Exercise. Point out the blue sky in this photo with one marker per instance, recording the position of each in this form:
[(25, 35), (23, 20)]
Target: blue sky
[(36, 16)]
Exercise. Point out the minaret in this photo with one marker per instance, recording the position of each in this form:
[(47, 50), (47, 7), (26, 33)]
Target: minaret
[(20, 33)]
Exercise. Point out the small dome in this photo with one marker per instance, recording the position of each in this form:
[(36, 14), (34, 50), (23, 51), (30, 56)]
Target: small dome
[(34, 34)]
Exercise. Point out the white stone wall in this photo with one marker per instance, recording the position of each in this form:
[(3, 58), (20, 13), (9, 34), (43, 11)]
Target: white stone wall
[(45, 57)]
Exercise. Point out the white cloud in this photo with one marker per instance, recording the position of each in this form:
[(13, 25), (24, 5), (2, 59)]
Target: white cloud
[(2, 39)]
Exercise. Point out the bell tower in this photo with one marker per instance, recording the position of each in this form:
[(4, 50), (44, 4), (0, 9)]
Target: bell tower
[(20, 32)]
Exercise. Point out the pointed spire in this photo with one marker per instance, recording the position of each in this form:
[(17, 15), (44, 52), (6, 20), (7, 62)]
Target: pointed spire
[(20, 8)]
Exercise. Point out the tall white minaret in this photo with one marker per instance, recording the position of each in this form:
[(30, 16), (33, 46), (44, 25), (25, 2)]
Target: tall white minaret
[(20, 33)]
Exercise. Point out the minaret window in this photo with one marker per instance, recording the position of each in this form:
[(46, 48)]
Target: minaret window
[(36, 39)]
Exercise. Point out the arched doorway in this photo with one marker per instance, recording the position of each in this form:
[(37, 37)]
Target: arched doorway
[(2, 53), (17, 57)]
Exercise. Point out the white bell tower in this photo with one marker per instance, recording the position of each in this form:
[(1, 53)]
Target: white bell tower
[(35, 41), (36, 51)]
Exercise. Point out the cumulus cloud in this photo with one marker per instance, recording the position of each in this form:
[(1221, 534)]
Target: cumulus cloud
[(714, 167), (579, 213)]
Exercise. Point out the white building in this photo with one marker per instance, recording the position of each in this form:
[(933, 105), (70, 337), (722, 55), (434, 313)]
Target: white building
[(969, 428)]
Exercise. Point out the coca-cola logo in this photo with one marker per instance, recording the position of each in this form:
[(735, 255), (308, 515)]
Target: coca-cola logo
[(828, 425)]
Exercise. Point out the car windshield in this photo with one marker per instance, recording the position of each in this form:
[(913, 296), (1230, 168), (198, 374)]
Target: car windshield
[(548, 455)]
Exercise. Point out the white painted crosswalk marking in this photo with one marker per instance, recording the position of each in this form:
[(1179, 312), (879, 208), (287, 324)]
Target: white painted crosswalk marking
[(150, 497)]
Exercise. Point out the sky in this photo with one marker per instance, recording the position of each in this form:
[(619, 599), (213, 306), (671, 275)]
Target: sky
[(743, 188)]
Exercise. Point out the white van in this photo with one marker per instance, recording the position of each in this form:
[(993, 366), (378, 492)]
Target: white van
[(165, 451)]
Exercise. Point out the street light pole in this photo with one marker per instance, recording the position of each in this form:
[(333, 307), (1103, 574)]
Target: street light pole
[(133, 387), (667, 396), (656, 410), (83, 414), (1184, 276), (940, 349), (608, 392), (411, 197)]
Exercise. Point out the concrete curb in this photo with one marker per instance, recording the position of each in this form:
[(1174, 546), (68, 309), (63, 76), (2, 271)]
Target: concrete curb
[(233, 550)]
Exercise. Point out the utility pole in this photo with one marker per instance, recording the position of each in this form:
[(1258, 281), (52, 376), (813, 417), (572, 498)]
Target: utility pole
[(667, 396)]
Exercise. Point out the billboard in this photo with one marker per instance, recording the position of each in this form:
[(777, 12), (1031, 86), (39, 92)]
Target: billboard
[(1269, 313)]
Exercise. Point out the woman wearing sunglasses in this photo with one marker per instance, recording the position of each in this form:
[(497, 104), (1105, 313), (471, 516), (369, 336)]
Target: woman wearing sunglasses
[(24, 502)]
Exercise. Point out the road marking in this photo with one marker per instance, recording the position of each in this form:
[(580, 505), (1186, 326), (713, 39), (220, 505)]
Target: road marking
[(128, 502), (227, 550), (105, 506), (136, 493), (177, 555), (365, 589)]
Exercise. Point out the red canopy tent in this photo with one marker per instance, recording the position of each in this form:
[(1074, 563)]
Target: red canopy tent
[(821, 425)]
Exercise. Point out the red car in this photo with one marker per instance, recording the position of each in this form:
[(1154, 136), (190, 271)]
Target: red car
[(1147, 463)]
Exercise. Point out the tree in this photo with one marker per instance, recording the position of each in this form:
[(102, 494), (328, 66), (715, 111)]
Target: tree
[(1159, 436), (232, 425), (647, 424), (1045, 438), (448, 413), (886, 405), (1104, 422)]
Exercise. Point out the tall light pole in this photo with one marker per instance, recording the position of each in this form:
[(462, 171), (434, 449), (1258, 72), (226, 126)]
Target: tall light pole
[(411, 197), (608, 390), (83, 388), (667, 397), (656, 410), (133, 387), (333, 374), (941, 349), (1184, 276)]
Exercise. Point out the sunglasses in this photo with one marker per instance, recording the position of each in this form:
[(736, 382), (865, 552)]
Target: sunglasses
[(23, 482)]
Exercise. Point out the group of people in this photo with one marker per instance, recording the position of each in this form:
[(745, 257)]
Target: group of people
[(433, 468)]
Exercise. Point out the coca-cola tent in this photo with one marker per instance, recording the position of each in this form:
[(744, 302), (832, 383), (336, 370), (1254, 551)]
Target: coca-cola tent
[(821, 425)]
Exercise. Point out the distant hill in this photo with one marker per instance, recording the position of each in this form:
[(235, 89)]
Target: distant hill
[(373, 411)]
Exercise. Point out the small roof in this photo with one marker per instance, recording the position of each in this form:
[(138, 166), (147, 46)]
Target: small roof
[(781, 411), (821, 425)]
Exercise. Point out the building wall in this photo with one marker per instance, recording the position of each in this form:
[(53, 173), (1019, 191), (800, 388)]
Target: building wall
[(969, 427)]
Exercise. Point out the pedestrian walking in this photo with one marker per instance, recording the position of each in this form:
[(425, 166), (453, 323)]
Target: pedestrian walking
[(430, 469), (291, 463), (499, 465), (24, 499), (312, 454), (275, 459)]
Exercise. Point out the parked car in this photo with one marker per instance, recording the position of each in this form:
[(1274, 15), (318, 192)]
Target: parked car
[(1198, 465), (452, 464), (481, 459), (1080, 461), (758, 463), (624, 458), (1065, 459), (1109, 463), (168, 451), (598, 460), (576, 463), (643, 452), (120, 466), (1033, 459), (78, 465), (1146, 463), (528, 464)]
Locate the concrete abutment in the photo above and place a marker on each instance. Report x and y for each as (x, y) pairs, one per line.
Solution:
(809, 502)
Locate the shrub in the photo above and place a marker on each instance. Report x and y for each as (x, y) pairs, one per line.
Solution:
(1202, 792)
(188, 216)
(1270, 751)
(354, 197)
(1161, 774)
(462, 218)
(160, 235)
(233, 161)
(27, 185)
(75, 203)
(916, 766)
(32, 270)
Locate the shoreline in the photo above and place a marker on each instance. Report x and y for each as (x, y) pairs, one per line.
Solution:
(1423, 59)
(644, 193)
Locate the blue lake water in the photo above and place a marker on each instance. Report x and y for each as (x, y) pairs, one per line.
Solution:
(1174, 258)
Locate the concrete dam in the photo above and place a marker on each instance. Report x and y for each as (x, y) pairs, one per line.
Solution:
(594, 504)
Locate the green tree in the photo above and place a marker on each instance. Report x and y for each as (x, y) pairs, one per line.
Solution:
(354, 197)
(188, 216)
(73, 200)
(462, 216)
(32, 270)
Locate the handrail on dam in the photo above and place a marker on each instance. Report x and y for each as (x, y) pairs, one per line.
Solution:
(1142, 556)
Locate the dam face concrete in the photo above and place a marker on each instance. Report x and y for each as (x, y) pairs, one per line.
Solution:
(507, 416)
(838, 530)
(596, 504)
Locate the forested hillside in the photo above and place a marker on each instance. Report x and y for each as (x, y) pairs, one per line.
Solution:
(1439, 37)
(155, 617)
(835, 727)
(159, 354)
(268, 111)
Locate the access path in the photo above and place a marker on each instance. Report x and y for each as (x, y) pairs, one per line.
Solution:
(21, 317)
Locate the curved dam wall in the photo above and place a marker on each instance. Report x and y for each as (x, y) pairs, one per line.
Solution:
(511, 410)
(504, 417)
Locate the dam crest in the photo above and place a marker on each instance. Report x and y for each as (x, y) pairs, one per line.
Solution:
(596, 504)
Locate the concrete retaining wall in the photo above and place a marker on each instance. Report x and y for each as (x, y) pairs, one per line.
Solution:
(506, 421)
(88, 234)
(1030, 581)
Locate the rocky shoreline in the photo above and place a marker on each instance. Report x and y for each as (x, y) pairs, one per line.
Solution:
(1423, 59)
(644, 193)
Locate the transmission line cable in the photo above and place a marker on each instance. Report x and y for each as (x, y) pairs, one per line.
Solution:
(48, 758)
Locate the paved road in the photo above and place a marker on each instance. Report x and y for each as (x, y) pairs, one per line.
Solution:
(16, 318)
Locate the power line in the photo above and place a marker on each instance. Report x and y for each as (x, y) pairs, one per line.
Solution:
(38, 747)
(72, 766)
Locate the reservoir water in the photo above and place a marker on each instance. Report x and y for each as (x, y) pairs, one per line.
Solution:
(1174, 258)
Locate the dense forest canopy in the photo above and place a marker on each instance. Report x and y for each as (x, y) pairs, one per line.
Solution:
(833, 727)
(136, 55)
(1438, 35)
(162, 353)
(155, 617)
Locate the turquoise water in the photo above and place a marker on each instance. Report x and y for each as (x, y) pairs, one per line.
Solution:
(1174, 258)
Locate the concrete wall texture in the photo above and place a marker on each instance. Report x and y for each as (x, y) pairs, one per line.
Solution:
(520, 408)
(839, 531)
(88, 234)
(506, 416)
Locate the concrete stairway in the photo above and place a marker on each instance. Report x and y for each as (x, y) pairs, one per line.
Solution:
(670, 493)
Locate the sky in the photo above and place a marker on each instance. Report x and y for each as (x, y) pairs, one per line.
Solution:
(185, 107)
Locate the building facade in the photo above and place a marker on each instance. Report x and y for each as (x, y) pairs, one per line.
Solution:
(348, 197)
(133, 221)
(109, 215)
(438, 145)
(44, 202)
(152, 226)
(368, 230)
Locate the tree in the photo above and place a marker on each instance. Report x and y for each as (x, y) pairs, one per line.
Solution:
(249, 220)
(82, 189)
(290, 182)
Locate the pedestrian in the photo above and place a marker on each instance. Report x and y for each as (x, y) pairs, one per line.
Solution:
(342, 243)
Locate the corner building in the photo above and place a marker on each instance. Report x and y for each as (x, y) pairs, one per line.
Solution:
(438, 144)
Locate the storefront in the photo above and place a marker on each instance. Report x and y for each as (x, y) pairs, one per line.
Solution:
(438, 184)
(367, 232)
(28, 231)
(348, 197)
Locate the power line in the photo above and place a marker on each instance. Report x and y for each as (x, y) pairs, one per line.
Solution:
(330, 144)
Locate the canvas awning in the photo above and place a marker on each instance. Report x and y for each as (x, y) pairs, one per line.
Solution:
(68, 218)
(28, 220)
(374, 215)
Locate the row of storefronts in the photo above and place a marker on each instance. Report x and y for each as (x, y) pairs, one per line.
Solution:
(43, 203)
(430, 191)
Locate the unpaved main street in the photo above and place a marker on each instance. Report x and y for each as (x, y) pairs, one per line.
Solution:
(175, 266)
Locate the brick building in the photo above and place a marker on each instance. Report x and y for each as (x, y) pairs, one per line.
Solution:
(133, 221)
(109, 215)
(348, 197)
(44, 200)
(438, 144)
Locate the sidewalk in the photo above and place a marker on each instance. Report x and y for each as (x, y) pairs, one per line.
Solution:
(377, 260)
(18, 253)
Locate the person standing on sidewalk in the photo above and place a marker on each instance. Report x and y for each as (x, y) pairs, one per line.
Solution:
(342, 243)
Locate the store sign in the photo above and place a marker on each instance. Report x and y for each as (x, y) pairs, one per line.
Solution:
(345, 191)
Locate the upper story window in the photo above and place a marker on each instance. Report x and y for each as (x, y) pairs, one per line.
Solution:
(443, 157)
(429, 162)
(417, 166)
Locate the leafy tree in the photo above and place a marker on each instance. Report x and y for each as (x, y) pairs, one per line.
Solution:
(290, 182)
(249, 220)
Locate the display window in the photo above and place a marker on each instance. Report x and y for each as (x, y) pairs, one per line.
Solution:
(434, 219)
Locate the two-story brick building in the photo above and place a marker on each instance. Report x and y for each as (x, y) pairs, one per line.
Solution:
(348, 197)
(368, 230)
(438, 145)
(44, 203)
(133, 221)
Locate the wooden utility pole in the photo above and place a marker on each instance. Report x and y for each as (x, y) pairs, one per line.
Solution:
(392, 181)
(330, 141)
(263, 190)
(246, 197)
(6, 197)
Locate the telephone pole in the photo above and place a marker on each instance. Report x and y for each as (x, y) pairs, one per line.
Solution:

→ Goal of the exercise: Rewrite the items starting with the line containing "Exercise. Point out the cumulus" and going on through the line containing "[(969, 428)]", putting "storm cloud" wherever "cumulus cloud" appears and leaving everything else unchanged.

→ Finished exercise:
Exercise. Point out the storm cloud in this photo with one marker per instance, recording the position of each in this form:
[(1221, 534)]
Target: storm cloud
[(714, 167), (579, 213)]
Exercise. Point out the white building in this photo with one marker per instance, recording the position of each in this form:
[(933, 105), (70, 337), (722, 55), (434, 313)]
Target: white building
[(969, 428)]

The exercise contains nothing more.